What it gets wrong. Supernatural stuff - rebirth, karma in the magic sense, prayer. Thinking Buddha's cosmology was ever meant as anything more than an illustrative fable. Renunciation. Equating positive and negative emotions with grasping. Equating the mind with the chatty mind.

What it gets right. Meditation. Karma as consequences. There is no self, consciousness is a brain subsystem, emphasis on the "sub" (Cf. Drescher's "Cartesian Camcorder" and psychology's "system two"). The chatty mind is full of crap and a huge waste of time, unless used correctly. Correct usage includes noticing mostly-subconscious thought loops (Cf. cognitive behavioral therapy). A lot of everyday unreason does stem from grasping, which roughly equates to "magical thinking" or the idea that non-acknowledgment of reality can change it. This includes various vices and dark emotions, including the ones that screw up attempted rationality.

What rationalists should do. Meditate. Notice themselves thinking. Recognize grasping as a mechanism. Look for useful stuff in Buddhism.

Why I can't post. Not enough of an expert. Not able to meditate myself yet.

Comment author: Drahflow 20 April 2009 08:42:55AM 1 point [-]

I'd be similarly interested in covering philosophical Daoism, the path to wisdom I follow, and believe to be mostly correct.

Things they get wrong: Some of them believe in rebirth, too much reverence for "ancient masters" without good reevaluation, some believe in weird miracles.

Things they get right: Meditation, purely causal view of the world, free will as local illusion, relaxed attitude to pretty much everything (-> less bias from social influence and fear of humiliation), the insight that akrasia is overcome best not by willpower but by adjusting yourself to feel that what you need to do is right, apparently ways to actually help you (at least me) with that, a decent way accept death as something natural.

Comment author: gwern 21 April 2009 03:05:07AM *  3 points [-]

Things they get wrong: Some of them believe in rebirth, too much reverence for "ancient masters" without good reevaluation, some believe in weird miracles.

I kept waiting for 'alchemy' and immortality to show up in your list!

I recently read through an anthology of Taoist texts, and essentially every single thing postdating the Lieh Tzu or the Huai-nan Tzu (-200s) was absolute rubbish, but the preceding texts were great. I've always found this abrupt disintegration very odd.

Comment author: David_Gerard 13 April 2011 02:42:35PM 1 point [-]

I kept waiting for 'alchemy' and immortality to show up in your list!

Know what alchemy's good for? Art and its production. Terrible chemistry, great for creation of art.

Data for analysis>
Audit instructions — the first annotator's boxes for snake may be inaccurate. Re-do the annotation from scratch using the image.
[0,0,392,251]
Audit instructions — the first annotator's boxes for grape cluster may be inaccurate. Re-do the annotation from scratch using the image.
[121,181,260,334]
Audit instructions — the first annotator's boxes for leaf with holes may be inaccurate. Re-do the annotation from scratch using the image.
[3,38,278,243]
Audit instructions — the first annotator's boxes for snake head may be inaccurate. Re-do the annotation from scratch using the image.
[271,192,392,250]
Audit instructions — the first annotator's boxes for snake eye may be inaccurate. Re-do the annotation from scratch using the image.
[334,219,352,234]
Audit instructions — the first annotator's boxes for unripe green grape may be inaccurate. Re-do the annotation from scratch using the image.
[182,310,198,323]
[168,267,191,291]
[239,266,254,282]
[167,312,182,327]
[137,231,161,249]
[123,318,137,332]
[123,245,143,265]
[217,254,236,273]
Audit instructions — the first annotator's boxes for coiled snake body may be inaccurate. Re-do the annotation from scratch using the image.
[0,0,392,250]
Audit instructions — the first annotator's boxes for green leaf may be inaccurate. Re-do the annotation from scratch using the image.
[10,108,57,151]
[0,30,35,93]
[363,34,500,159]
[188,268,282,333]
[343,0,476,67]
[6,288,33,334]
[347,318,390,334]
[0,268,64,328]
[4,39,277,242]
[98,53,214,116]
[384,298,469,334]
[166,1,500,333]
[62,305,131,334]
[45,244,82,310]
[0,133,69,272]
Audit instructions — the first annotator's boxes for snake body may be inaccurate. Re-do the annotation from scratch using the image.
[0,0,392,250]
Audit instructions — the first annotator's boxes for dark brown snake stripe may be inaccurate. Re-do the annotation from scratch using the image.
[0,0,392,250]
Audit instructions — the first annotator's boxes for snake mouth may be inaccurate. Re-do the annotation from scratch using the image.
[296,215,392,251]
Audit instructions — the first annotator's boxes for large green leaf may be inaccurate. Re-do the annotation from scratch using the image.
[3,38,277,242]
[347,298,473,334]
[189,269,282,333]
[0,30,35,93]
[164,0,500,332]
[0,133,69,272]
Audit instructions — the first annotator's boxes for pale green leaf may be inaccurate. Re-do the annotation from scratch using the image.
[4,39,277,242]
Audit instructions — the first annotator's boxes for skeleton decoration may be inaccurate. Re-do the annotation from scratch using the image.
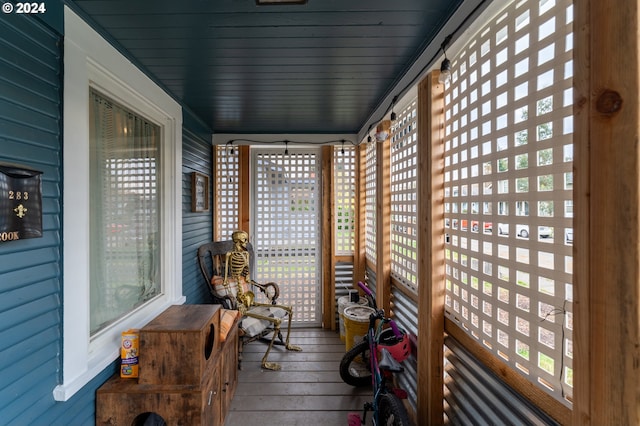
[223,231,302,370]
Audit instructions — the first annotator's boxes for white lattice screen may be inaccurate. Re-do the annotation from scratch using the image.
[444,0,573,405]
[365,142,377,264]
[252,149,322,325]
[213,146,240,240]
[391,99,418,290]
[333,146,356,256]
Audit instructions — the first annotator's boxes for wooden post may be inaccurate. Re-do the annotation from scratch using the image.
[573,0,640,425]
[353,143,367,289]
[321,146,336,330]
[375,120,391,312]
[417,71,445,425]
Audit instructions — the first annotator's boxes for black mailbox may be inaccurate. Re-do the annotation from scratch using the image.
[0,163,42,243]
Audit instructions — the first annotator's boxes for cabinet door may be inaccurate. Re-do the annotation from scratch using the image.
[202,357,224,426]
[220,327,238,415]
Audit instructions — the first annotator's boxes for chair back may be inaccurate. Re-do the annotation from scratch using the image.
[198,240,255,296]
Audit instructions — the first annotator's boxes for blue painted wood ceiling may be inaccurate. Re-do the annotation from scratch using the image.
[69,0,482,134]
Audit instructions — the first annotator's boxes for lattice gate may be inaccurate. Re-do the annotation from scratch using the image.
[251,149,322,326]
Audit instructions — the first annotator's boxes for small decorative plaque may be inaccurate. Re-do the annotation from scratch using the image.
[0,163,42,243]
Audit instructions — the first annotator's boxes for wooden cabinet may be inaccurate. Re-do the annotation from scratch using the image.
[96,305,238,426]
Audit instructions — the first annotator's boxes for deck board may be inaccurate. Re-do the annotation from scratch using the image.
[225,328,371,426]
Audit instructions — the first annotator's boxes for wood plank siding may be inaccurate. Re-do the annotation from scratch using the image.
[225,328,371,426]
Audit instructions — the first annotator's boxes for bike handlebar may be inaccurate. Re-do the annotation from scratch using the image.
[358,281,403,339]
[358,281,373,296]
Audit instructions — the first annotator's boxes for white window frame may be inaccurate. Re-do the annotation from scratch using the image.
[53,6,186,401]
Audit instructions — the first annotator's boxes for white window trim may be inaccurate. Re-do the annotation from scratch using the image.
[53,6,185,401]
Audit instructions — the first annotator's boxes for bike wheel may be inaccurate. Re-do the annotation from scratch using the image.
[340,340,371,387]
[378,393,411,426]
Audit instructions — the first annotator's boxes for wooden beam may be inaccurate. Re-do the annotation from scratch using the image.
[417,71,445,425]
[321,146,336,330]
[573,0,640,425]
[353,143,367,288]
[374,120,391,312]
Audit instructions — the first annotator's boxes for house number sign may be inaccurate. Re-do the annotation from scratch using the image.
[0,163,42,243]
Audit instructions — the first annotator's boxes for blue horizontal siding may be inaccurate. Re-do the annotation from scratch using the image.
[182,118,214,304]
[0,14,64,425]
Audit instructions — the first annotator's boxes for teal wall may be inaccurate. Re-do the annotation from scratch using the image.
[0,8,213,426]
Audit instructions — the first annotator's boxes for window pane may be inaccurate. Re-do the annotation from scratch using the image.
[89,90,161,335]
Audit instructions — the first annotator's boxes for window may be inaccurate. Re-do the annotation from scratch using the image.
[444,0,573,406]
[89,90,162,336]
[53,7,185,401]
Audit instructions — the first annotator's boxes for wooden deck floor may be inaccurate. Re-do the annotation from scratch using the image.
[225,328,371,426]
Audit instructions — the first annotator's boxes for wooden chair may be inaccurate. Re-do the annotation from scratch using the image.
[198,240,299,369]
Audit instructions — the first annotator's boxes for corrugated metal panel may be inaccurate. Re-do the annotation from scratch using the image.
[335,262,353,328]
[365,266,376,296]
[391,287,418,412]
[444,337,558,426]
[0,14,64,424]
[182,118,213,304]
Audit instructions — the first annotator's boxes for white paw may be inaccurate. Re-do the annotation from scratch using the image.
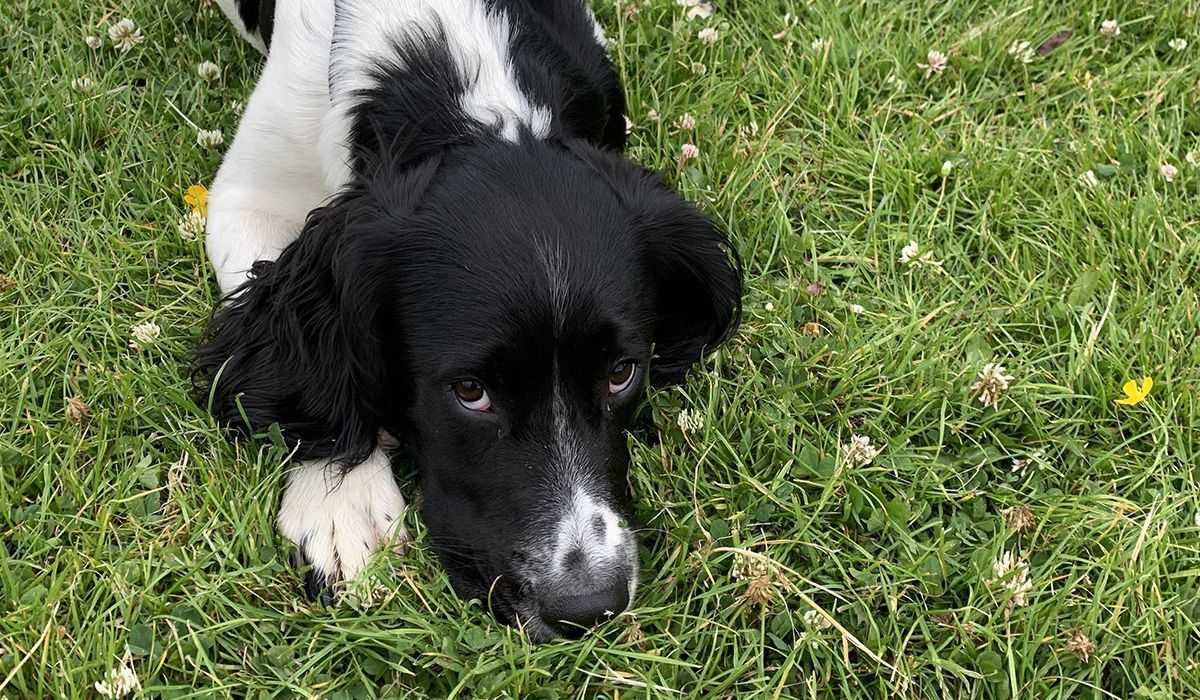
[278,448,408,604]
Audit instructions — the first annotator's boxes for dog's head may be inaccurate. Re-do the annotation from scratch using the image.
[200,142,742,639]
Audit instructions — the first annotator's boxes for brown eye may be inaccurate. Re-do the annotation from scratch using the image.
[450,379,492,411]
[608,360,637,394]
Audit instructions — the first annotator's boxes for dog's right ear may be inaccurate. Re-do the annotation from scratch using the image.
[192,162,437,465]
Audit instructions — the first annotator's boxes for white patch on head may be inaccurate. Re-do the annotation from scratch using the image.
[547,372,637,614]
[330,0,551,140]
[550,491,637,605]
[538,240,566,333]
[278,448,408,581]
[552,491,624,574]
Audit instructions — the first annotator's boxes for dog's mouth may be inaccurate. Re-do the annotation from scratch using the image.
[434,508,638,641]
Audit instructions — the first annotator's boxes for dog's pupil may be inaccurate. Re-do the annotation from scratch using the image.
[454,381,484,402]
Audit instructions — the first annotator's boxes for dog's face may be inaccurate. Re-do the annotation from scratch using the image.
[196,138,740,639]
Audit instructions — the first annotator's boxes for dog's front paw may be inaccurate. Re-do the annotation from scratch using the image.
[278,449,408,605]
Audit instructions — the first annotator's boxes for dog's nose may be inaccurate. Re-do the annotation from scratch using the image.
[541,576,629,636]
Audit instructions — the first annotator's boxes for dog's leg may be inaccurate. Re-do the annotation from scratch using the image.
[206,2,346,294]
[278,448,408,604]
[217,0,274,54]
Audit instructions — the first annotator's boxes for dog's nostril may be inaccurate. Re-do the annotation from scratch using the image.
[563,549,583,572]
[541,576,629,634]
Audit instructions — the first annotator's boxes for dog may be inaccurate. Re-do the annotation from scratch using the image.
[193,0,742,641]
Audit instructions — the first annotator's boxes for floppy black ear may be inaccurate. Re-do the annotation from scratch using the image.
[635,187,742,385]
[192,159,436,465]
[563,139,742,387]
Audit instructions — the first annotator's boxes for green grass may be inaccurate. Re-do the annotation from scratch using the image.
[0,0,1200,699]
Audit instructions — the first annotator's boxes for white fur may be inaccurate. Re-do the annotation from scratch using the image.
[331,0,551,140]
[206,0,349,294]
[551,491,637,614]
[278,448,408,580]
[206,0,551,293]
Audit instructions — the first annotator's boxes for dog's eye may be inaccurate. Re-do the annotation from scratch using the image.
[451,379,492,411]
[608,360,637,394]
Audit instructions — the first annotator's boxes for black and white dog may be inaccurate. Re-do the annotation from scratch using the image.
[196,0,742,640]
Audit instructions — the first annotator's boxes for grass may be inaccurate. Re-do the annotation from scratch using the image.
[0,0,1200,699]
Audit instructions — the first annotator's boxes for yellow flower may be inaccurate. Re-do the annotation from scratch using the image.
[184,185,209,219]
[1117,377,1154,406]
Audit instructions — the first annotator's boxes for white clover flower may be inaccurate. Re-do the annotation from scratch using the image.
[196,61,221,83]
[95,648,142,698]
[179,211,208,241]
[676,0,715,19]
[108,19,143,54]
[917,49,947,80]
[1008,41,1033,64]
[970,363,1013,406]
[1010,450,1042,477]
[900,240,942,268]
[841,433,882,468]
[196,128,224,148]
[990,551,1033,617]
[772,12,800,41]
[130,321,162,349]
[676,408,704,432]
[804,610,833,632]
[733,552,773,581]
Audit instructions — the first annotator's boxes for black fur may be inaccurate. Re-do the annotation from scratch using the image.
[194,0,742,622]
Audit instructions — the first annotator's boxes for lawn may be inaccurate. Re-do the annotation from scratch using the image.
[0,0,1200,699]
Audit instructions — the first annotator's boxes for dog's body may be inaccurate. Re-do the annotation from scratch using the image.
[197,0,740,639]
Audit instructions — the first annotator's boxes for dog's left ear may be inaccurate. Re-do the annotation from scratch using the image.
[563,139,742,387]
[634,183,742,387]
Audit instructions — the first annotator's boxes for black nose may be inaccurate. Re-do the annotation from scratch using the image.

The problem>
In the text on Buddhism and rationalists, after which two works does the commenter who read a Taoist anthology say everything was absolute rubbish?

Worked solution>
The Lieh Tzu and the Huai-nan Tzu.